==== Provided text ====

Chapter 2 of 4

Data Models and Storage

How data is stored and queried — from relational models to document stores, LSM-trees, and B-trees.

Key Insights

💡KEY INSIGHT

The relational model, document model, and graph model each have their strengths — the choice depends on your data's relationships.

💡KEY INSIGHT

LSM-trees are optimized for writes (append-only). B-trees are optimized for reads (in-place updates). Most databases use one or the other.

💡KEY INSIGHT

Schema-on-read vs schema-on-write is a fundamental design decision with deep implications.

Notes

📘CONCEPT

Relational vs Document vs Graph

Relational (SQL): Best for many-to-many relationships, joins, and structured data with a known schema. Document (MongoDB, etc.): Best for self-contained documents with few relationships, offers schema flexibility. Graph (Neo4j, etc.): Best for highly interconnected data where relationships are as important as the data itself.

==== Material for this exercise ====

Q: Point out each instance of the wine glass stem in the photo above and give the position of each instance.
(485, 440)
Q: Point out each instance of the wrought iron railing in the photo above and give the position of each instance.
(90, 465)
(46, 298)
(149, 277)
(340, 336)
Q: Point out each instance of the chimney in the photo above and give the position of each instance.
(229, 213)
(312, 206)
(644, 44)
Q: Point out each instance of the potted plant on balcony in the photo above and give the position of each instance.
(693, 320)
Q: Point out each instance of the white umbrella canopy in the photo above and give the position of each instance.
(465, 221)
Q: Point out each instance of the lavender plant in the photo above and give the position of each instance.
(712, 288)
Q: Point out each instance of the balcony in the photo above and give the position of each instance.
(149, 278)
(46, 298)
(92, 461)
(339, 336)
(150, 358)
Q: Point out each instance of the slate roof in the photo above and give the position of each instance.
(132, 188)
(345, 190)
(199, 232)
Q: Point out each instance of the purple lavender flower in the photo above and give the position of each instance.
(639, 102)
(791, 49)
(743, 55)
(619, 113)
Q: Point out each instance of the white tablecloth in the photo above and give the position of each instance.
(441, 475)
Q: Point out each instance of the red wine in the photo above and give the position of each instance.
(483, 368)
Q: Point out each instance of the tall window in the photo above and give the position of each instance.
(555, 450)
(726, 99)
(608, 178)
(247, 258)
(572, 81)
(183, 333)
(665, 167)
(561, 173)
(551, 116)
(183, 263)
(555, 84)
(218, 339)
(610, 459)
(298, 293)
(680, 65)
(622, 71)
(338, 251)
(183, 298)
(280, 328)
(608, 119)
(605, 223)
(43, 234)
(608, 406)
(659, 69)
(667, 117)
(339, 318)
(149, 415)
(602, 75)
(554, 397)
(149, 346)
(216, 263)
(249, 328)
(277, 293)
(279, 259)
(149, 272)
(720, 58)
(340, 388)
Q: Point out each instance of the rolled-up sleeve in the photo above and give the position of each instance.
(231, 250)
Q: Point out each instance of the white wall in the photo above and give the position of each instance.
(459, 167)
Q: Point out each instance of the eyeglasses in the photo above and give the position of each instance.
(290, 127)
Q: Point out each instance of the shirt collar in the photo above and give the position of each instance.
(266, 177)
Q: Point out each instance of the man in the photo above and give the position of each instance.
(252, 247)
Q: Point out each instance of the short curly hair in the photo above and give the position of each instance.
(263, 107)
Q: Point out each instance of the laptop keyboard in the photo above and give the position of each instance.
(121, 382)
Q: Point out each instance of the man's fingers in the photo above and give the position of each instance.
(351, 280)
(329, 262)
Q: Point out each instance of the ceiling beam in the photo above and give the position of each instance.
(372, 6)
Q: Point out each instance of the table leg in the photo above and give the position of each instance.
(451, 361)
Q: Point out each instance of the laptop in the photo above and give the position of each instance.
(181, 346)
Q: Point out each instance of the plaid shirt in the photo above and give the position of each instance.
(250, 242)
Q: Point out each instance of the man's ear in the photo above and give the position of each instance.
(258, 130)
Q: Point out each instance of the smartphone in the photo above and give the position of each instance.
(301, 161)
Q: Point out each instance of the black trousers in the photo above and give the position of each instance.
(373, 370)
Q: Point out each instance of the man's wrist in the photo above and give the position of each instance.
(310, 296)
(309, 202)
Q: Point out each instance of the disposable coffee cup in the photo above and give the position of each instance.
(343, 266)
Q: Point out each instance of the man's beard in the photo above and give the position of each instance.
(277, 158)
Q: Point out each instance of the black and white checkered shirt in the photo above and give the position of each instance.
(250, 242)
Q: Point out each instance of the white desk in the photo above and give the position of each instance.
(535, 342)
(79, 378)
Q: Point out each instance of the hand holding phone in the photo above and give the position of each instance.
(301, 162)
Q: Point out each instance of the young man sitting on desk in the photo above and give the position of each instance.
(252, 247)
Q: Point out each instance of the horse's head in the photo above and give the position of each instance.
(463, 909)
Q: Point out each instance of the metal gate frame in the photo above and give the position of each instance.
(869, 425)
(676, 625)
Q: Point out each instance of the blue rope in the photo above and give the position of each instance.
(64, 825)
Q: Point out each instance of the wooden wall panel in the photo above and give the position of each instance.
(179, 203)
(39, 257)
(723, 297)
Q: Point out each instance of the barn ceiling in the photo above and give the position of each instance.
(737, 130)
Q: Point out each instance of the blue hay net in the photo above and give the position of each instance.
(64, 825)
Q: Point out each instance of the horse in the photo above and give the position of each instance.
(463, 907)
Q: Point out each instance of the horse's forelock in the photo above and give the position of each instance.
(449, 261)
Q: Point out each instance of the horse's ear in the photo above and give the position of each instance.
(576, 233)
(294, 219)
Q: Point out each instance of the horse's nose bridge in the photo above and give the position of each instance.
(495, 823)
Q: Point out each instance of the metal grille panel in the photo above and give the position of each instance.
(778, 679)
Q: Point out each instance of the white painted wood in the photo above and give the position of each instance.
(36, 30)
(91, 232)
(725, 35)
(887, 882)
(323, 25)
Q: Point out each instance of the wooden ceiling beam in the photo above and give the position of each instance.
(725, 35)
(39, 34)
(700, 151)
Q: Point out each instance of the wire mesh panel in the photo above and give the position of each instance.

====

• [Problems]
1. Reproduce the passage of the data models chapter word for word, from "The relational model, document" up to and including "with deep implications.".
2. In how many lines of the data entries does the string "balcony" appear? Reply with the number alone.

• [Solutions to the exercise]
1.
The relational model, document model, and graph model each have their strengths — the choice depends on your data's relationships.

💡KEY INSIGHT

LSM-trees are optimized for writes (append-only). B-trees are optimized for reads (in-place updates). Most databases use one or the other.

💡KEY INSIGHT

Schema-on-read vs schema-on-write is a fundamental design decision with deep implications.

2. 2